(DIRECTIVE A)
According to the mission letter, how long have the writers been in the Reynosa area?

(GIVEN PASSAGE)
Dear Friends and Partners in Mission,

Cleaning day: Andres at Lucio Blanco Nutrition Center

For some time Gloria and I have wanted to write in response to the cards and letters we have received telling us of your prayers and personal support of our mission service here at the U.S–Mexico border. Time has passed by fast and here we are wishing the clock’s needles could go backward, recovering the closeness and friendship we enjoyed when we gathered around your home table. In looking at past days, things for us have been full of work in this context of unique challenges to mission here at the northern Mexico border. We have been here in the Reynosa area for three years already, crossing the border back and forth every week and every day, usually facing the fear of getting trapped in the crossfire between narco-traficants (drug cartels) and Mexican federal soldiers. This picture seems scary; nevertheless, that is the real world in which hundreds of thousands of neighbors here live day by day.

Andres during a conference with a group of students in the Lay Leadership Program at Puentes de Cristo site

Gloria and I continue serving as co-directors of Puentes de Cristo, which is one of the six ministries sites of the PC(USA) on the U.S.–Mexico border. Currently Puentes de Cristo is developing several projects—initiatives focused on evangelism through vocational education for women and kids and the self-development of people. The tiny story in the Gospel  of Luke (15:3-7) of the lost sheep has a special meaning for us when we see how the life of Emilio's family has now changed for good. As is very common in peripheral neighborhoods in Reynosa city, after Emilio finish high school, he married his girlfriend, Paula, and soon had two kids: Adrian and Sandra, today 5 and 4 years old. Since Emilio ended school he could not find a regular job and the only source for living was collecting and selling used items at the flea market every weekend. Emilio's household was enduring hard times, but a year ago Paula finished her training in sewing at Puentes Community Center and started a small sewing workshop at home. Paula tells us they are doing much better now and since they came to know Christ through Puentes devotionals, life for them and their two kids is full of hope and optimism now. We pray and hope the Puentes de Cristo ministry, with the support from the Presbyterian family nationwide, will continue to bring blessing and hope to our brothers and sisters in Christ in this corner of the earth.

Picture taken by Fred Anderson: Garcia Family during Christmas season at Varinia and Fred home at Charlottesville, Va.

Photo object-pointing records
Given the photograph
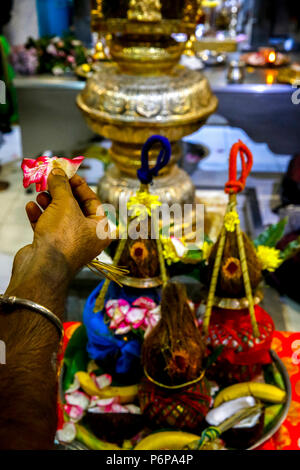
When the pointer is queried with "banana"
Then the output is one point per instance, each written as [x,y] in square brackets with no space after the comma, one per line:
[261,391]
[166,440]
[271,412]
[91,441]
[127,394]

(DIRECTIVE B)
Select every line in the rows that contains the string "with", treating uppercase and lowercase as different.

(WRITTEN REPLY A)
Three years.

(WRITTEN REPLY B)
When the pointer is queried with "banana"
Then the output is one point per instance, each written as [x,y] in square brackets with no space after the comma, one per line:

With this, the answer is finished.